▶ [Lo que se pide]: Reproduce completo y sin ningún cambio el texto sobre Novartis y la salud pública.

Novartis y el desafío a la salud pública
Israel Silva Guarnizo
Huila: Territorio Solidario
Colombia por intermedio del ministro de Salud enfrenta una discusión de fondo con Novartis por el caso del medicamento Imatinid, pero que en su presentación colombiana se llama Glivec, fármaco necesario para el tratamiento de leucemia. Esta situación presentada en medio de la crisis del sistema de salud, da muestra de las tragedias de muchos colombianos que tiene que padecer los altos costos en el tratamiento de las enfermedades crónicas. Los efectos son letales para los pacientes, familias y para el propio Estado, quien es sometido a la ley de la oferta y demanda de los medicamentos comercializados por las multinacionales dueñas de las patentes. Esperamos que Colombia declare el interés público sobre este medicamento y permita que otros laboratorios lo produzcan a un costo de fácil acceso para los pacientes y para las entidades prestadoras de salud sean del régimen contributivo o subsidiado.

[Entradas guardadas]
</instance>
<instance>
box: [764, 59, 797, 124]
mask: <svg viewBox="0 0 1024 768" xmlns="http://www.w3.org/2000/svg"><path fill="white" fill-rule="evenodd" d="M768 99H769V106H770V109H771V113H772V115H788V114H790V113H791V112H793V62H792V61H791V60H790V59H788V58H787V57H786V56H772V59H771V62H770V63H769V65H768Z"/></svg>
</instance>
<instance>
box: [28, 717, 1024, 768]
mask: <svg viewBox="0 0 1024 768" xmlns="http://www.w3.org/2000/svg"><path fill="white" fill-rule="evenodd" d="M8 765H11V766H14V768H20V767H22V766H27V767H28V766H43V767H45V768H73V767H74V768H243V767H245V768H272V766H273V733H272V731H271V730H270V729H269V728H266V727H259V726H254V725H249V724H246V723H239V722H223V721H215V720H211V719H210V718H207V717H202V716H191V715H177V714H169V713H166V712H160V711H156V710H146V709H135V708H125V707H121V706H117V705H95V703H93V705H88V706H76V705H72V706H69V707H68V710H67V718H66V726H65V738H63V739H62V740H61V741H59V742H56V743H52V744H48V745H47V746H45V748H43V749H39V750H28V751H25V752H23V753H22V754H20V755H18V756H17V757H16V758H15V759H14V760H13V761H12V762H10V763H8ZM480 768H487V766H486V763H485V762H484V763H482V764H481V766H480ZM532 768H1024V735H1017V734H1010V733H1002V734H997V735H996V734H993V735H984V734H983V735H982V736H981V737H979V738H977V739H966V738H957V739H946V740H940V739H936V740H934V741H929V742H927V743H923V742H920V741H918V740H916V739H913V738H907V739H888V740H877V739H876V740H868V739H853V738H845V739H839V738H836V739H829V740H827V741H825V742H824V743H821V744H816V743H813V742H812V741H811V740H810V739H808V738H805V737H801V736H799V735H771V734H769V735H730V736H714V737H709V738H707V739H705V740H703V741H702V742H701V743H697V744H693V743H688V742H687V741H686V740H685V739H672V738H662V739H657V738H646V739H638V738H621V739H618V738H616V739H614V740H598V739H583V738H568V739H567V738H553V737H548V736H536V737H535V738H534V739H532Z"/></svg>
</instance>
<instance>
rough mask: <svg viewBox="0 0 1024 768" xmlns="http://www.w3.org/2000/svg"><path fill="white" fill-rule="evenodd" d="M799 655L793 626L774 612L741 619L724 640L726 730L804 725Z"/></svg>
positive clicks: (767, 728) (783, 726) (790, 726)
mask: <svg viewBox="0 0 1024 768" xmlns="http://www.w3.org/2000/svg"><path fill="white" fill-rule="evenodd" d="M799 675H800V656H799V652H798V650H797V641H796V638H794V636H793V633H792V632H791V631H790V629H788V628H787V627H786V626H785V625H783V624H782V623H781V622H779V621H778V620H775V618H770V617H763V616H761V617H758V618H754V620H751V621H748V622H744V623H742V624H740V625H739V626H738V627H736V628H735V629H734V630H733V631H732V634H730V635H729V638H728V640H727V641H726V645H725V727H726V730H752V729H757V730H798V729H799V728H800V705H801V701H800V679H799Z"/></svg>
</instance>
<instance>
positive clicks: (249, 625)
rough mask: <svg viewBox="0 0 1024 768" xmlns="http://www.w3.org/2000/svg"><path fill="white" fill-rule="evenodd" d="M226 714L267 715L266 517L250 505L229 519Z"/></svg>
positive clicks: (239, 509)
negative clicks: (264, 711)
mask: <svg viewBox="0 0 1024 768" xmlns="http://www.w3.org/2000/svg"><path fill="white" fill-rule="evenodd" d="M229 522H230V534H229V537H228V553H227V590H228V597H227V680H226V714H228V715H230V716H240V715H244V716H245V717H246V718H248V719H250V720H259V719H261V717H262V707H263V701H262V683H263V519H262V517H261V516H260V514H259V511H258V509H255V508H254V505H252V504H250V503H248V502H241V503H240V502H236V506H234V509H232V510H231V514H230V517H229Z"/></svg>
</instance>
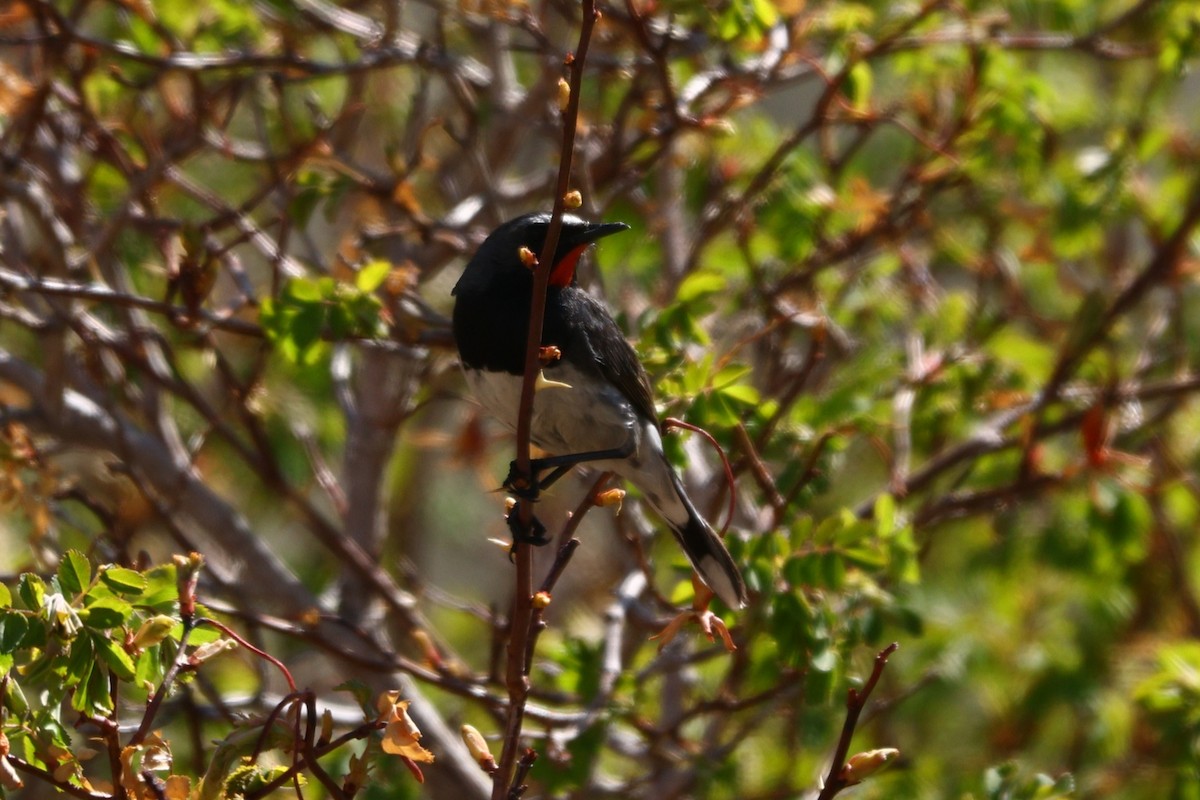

▶ [Resultado del ejercicio]:
Novartis y el desafío a la salud pública
Israel Silva Guarnizo
Huila: Territorio Solidario
Colombia por intermedio del ministro de Salud enfrenta una discusión de fondo con Novartis por el caso del medicamento Imatinid, pero que en su presentación colombiana se llama Glivec, fármaco necesario para el tratamiento de leucemia. Esta situación presentada en medio de la crisis del sistema de salud, da muestra de las tragedias de muchos colombianos que tiene que padecer los altos costos en el tratamiento de las enfermedades crónicas. Los efectos son letales para los pacientes, familias y para el propio Estado, quien es sometido a la ley de la oferta y demanda de los medicamentos comercializados por las multinacionales dueñas de las patentes. Esperamos que Colombia declare el interés público sobre este medicamento y permita que otros laboratorios lo produzcan a un costo de fácil acceso para los pacientes y para las entidades prestadoras de salud sean del régimen contributivo o subsidiado.